--- Document ---

We could go back further and say that something like It Takes a Nation of Millions by PE is the best by that criteria. But I would argue against that because I think Enter the Wu-Tang is THE album that really kickstarted the proverbial Golden Age of Hip-Hop. I think you could also argue that the Wu-Tang in general heavily influenced that era more than any other group or rapper, from their lyrical style to their minimalist production techniques to their choice of samples to their clothing and overall appearance.
I don’t think you could go wrong saying that any of the aforementioned albums were the GOAT, but my own vote goes to Enter the Wu-Tang, if no other reason than it was the one that came first and laid the foundation that the other ones built upon.[/quote]
Great points. What I’d add is that I think while Enter the Wu-Tang pretty much started the New York brand of hardcore hip hop that followed for years to come, after the whole Big-Pac fiasco the influence starts to wane. If we’re looking at things in terms of influence, Life After Death was much more important than Ready to Die. Ready to Die was a perfection of that hardcore style, but LAD was the birth of the new dominant style of rap. Pretty much for the next 10 years the mainstream rap scene [outside of Dre-Eminem and Nelly] was dominated by guys who took after Big or Pac in some capacity. So with regards to influence, Enter the Wu-Tang and Life After Death are about equal, but I can see how it could be argued the former is the better record. Now both albums don’t have as much influence, the last major rapper to take after Big/Pac was 50, and pretty much every new rapper with a chance at stardom takes after Kanye West [and to a lesser extent Wayne]–best example is Drake.

---

**Required tasks:**
1: Please copy the hip-hop post in full, word for word.
2: Arrange the entries as a Markdown table with the columns Row and Line, one numbered row per line and blank lines left out. Begin at the line that contains "Annotate the parking" and stop after the line that contains "<point>489,145</point>".
The hip-hop post and the entries are two unrelated pieces of material.

--- Input rows ---

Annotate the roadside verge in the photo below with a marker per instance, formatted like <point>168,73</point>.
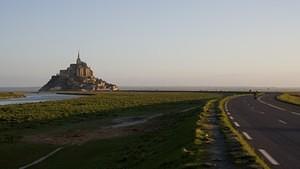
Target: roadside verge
<point>241,152</point>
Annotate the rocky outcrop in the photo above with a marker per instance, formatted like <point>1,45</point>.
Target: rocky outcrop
<point>77,77</point>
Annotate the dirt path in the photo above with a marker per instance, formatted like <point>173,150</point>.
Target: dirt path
<point>122,126</point>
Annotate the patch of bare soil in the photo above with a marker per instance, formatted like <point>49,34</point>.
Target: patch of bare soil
<point>117,128</point>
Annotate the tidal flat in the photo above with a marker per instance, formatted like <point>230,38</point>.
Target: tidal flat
<point>106,130</point>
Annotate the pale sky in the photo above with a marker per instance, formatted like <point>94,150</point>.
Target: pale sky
<point>153,42</point>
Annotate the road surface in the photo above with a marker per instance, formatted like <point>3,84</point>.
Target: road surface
<point>271,126</point>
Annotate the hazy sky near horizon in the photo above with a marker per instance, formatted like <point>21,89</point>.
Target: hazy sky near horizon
<point>153,42</point>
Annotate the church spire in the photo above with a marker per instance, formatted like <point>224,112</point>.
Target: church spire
<point>78,58</point>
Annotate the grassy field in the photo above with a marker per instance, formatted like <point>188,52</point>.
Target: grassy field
<point>159,143</point>
<point>290,98</point>
<point>7,95</point>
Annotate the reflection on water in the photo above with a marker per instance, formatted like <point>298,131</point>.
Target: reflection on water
<point>36,97</point>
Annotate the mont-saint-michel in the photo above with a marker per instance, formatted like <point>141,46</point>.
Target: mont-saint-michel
<point>77,77</point>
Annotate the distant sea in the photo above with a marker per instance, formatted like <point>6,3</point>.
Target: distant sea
<point>172,88</point>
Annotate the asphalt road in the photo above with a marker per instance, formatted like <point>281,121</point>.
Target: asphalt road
<point>271,126</point>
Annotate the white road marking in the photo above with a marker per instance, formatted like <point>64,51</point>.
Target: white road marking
<point>41,159</point>
<point>268,156</point>
<point>281,121</point>
<point>276,107</point>
<point>247,135</point>
<point>236,124</point>
<point>295,113</point>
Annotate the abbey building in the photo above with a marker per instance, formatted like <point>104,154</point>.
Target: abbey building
<point>78,76</point>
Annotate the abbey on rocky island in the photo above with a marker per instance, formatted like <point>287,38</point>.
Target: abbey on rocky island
<point>77,77</point>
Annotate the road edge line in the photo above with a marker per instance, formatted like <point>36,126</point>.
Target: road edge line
<point>41,158</point>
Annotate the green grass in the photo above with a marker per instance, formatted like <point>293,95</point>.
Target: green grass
<point>98,106</point>
<point>289,98</point>
<point>241,151</point>
<point>157,149</point>
<point>160,148</point>
<point>7,95</point>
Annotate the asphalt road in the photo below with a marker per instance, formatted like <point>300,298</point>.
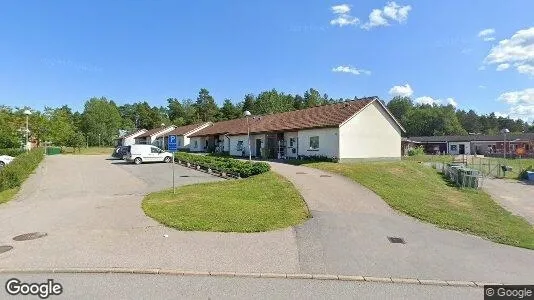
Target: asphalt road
<point>90,208</point>
<point>349,229</point>
<point>516,196</point>
<point>125,286</point>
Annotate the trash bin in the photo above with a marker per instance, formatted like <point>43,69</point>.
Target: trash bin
<point>53,150</point>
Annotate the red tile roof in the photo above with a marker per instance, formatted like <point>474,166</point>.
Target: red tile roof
<point>331,115</point>
<point>153,131</point>
<point>185,129</point>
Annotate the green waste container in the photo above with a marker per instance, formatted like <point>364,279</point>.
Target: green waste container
<point>53,150</point>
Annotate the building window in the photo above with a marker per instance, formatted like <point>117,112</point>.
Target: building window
<point>292,142</point>
<point>314,142</point>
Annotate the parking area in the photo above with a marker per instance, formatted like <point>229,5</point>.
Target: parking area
<point>515,196</point>
<point>90,209</point>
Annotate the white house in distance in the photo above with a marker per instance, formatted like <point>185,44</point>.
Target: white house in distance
<point>349,131</point>
<point>182,133</point>
<point>129,139</point>
<point>154,136</point>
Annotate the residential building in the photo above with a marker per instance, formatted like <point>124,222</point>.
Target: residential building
<point>350,130</point>
<point>183,133</point>
<point>154,136</point>
<point>489,145</point>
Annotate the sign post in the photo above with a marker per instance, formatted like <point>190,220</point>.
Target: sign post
<point>173,147</point>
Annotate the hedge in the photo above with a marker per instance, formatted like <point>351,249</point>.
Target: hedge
<point>14,174</point>
<point>225,164</point>
<point>12,151</point>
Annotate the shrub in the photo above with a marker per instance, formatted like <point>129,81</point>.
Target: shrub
<point>523,174</point>
<point>12,151</point>
<point>14,174</point>
<point>225,164</point>
<point>416,151</point>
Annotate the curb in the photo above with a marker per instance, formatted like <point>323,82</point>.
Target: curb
<point>358,278</point>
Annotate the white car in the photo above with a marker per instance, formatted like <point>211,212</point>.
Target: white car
<point>5,159</point>
<point>146,153</point>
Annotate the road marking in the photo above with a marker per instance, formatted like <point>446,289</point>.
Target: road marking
<point>292,276</point>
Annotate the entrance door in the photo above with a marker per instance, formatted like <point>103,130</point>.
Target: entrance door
<point>258,147</point>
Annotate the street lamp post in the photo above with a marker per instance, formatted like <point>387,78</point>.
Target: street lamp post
<point>27,112</point>
<point>504,132</point>
<point>248,114</point>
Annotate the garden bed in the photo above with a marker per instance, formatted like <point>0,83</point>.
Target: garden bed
<point>225,167</point>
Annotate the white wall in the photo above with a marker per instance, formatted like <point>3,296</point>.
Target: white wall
<point>328,142</point>
<point>289,152</point>
<point>467,146</point>
<point>233,145</point>
<point>200,144</point>
<point>371,133</point>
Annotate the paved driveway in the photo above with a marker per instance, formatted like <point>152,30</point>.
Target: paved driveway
<point>91,209</point>
<point>515,196</point>
<point>349,230</point>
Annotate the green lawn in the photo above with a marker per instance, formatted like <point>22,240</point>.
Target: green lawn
<point>89,151</point>
<point>258,203</point>
<point>7,195</point>
<point>421,192</point>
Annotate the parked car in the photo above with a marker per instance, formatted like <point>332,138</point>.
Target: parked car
<point>147,153</point>
<point>120,152</point>
<point>5,159</point>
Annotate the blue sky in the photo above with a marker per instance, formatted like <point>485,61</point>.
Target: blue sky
<point>64,52</point>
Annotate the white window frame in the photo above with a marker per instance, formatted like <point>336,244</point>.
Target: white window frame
<point>318,143</point>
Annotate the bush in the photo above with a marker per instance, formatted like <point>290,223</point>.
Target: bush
<point>225,164</point>
<point>416,151</point>
<point>523,174</point>
<point>14,174</point>
<point>12,151</point>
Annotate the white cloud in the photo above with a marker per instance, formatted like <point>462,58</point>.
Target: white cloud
<point>522,104</point>
<point>343,18</point>
<point>427,100</point>
<point>351,70</point>
<point>503,67</point>
<point>525,69</point>
<point>401,90</point>
<point>391,12</point>
<point>341,9</point>
<point>523,112</point>
<point>519,97</point>
<point>486,32</point>
<point>517,50</point>
<point>452,102</point>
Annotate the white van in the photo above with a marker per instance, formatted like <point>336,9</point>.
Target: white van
<point>146,153</point>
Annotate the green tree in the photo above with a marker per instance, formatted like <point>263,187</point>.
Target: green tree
<point>206,108</point>
<point>101,121</point>
<point>230,111</point>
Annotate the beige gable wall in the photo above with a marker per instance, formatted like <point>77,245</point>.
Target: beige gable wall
<point>371,133</point>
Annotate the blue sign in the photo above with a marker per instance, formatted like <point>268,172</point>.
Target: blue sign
<point>173,146</point>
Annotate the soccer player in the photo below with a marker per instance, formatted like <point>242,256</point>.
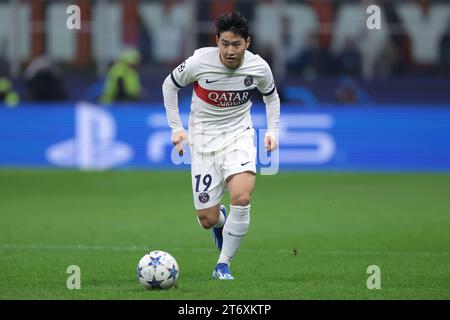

---

**Per-task answers:**
1:
We could go back further and say that something like It Takes a Nation of Millions by PE is the best by that criteria. But I would argue against that because I think Enter the Wu-Tang is THE album that really kickstarted the proverbial Golden Age of Hip-Hop. I think you could also argue that the Wu-Tang in general heavily influenced that era more than any other group or rapper, from their lyrical style to their minimalist production techniques to their choice of samples to their clothing and overall appearance.
I don’t think you could go wrong saying that any of the aforementioned albums were the GOAT, but my own vote goes to Enter the Wu-Tang, if no other reason than it was the one that came first and laid the foundation that the other ones built upon.[/quote]
Great points. What I’d add is that I think while Enter the Wu-Tang pretty much started the New York brand of hardcore hip hop that followed for years to come, after the whole Big-Pac fiasco the influence starts to wane. If we’re looking at things in terms of influence, Life After Death was much more important than Ready to Die. Ready to Die was a perfection of that hardcore style, but LAD was the birth of the new dominant style of rap. Pretty much for the next 10 years the mainstream rap scene [outside of Dre-Eminem and Nelly] was dominated by guys who took after Big or Pac in some capacity. So with regards to influence, Enter the Wu-Tang and Life After Death are about equal, but I can see how it could be argued the former is the better record. Now both albums don’t have as much influence, the last major rapper to take after Big/Pac was 50, and pretty much every new rapper with a chance at stardom takes after Kanye West [and to a lesser extent Wayne]–best example is Drake.

2:
| Row | Line |
|---|---|
| 1 | Annotate the parking area in the photo above with a marker per instance, formatted like <point>229,5</point>. |
| 2 | Target: parking area |
| 3 | <point>515,196</point> |
| 4 | <point>90,209</point> |
| 5 | Annotate the white house in distance in the photo above with a marker per instance, formatted like <point>185,44</point>. |
| 6 | Target: white house in distance |
| 7 | <point>349,131</point> |
| 8 | <point>182,133</point> |
| 9 | <point>129,139</point> |
| 10 | <point>154,136</point> |
| 11 | Annotate the residential building in the photo above with a marker per instance, formatted like <point>124,222</point>. |
| 12 | Target: residential building |
| 13 | <point>350,130</point> |
| 14 | <point>183,133</point> |
| 15 | <point>154,136</point> |
| 16 | <point>489,145</point> |